──────── Given text ────────

Monday, April 9, 2012

Carbon Sequestration in Sagebrush Steppe

Friends of mine called the drive from Boise to Mountain Home, ID, “The Big Ugly.” The one who wasn't driving tried to be asleep by the time they passed the outlet mall on the eastern fringe of Boise. The sleeping friend didn’t have to see the expanses of exotic, invasive cheatgrass that dominate the 40-mile stretch.

This grass was able to invade after the native vegetation was killed by the fires that splash blackened smudges across the area most summers. Green for only a few weeks in spring, cheatgrass spends most of its life as a blanket of short, brown stems, leaves, and bristled seeds. The seeds attach to your socks and work their way down into your boots. They use their travelling tricks to spread into other areas where the native plants have been killed or weakened, where they take root.

My friends had lived in Boise long enough that they remembered when the trip east out of Boise was lush with a shrub forest of sagebrush, tall native bunchgrasses, and evanescent wildflowers in spring. The varied plants wove a tapestry of different shades of green that woke up from winter in waves: first the bluegrass, then the squirrel tail, then the needlegrass and wheatgrass filled the areas between the shrubs. The forbs took turns showing off. Some years the balsamroot astonished my friends with washes of yellow across the hills. Other years the lupines gave it their all and created a pointillist painting with touches of blue. On some trips the red paintbrushes shone and other times it was the yellow ones.

My friends lived next door to each other and worked together for years; they knew each other's stories. But the sagebrush and grasses and wildflowers spun them a new tale each time they traveled to Mountain Home and beyond.

In addition to entertaining my friends, the native sagebrush vegetation also did a far better job of capturing and sequestering carbon dioxide than the carpet of cheatgrass now does. The Big Ugly contains much less carbon in its soil than it did previously, researchers from Boise State University have found.

You can learn more about the study in a piece I wrote for BSU’s Division of Research and Economic Development.

Thursday, April 5, 2012

Rare Idaho Wildflower Gets National Coverage

Although it is rooted to a southern Idaho mountaintop, Christ’s paintbrush (rhymes with “mists”) has gone national. The U.S. Forest Service has highlighted the plant on its Celebrating Wildflowers webpage for the Intermountain West.

Christ’s paintbrush, which only grows in one small area, is an unusual kind of hybrid plant. In her Master’s degree research at Boise State University, Danielle Clay found that it is a homoploid hybrid. Although closely related plant species often cross breed, they rarely produce new homoploid hybrid species.

Many hybrid offspring have two sets of chromosomes, one from each parent. But homoploid hybrid offspring end up with just one set and so have the same number of chromosomes as both of their parents. This usually results in homoploid hybrid offspring crossing back with one or both of their parental species until their unique genome disappears. But occasionally, as with Christ's paintbrush, homoploid hybrid offspring are so different from both of their parental species that they cannot cross breed and a new homoploid hybrid species can develop.

──────── Dataset ────────

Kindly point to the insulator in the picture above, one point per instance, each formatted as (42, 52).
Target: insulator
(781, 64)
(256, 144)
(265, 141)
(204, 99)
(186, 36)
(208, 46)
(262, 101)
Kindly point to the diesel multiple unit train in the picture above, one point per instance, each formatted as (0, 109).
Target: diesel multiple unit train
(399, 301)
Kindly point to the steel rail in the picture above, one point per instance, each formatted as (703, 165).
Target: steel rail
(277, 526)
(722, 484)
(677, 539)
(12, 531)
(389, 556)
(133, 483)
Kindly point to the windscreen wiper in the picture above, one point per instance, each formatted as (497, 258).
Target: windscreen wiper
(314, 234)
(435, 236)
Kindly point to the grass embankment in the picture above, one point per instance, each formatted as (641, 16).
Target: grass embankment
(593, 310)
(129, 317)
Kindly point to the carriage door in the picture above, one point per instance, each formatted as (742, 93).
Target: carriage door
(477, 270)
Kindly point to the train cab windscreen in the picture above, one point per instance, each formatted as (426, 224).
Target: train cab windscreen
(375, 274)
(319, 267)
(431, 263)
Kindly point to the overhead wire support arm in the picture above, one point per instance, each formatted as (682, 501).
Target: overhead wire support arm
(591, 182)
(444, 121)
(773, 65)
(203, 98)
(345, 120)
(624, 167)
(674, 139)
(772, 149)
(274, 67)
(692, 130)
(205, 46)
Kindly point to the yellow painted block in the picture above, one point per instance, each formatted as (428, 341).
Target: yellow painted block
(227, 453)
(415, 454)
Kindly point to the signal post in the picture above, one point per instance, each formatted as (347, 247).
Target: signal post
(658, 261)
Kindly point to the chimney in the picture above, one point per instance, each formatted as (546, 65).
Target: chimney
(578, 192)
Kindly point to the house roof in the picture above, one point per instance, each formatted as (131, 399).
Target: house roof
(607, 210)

────────

▶ **Parts of the exercise**:
**A)** From the Idaho plant blog posts, copy the passage that begins with the words "Monday, April 9, 2012" and stops after the words "they take root.".
**B)** In the Idaho plant blog posts, what kind of hybrid did Danielle Clay find Christ's paintbrush to be?
**C)** Pick up the Idaho plant blog posts where they stop and keep writing.

▶ **Answer list**:
**A)**
Monday, April 9, 2012

Carbon Sequestration in Sagebrush Steppe

Friends of mine called the drive from Boise to Mountain Home, ID, “The Big Ugly.” The one who wasn't driving tried to be asleep by the time they passed the outlet mall on the eastern fringe of Boise. The sleeping friend didn’t have to see the expanses of exotic, invasive cheatgrass that dominate the 40-mile stretch.

This grass was able to invade after the native vegetation was killed by the fires that splash blackened smudges across the area most summers. Green for only a few weeks in spring, cheatgrass spends most of its life as a blanket of short, brown stems, leaves, and bristled seeds. The seeds attach to your socks and work their way down into your boots. They use their travelling tricks to spread into other areas where the native plants have been killed or weakened, where they take root.

**B)** A homoploid hybrid.

**C)**
After I wrote about Danielle’s work for BSU’s Division of Research and Economic Development, the university allowed us to reprint the piece, with Danielle’s photos, in the Idaho Native Plant Society's newsletter. he Forest Service saw the article and BSU gave the agency permission to use the story and photos from the INPS newsletter on their website.

Celebrating and Learning about Wildflowers

While Christ’s paintbrush boasts a unique origin, all paintbrushes are unusual plants. We talk about their red, yellow, pink, or purple flowers, but what we really see are the colorful flower bracts that nearly hide the tiny, green flowers. If we looked at the roots of one of these plant under a microscope, we would see finger-like structures called haustoria. Paintbrushes use these to tap into the roots of other plants to obtain water and minerals. These colorful wildflowers are not true parasites because they have green leaves that produce food through photosynthesis; paintbrushes are called hemiparasites, or partial parasites. This is why we find them sprinkled across landscapes like paprika and growing next to other plants, such as the sagebrush in the photograph.

The Celebrating Wildflowers website introduces Mycotrophic Wildflowers. These are true parasites, as they have no chlorophyll. This frees them from the green color scheme of most other plants and lets them explore other options. For instance, Indian pipe, or ghost plant, is a translucent, ghostly white. This unusual plant was Emily Dickinson's favorite flower.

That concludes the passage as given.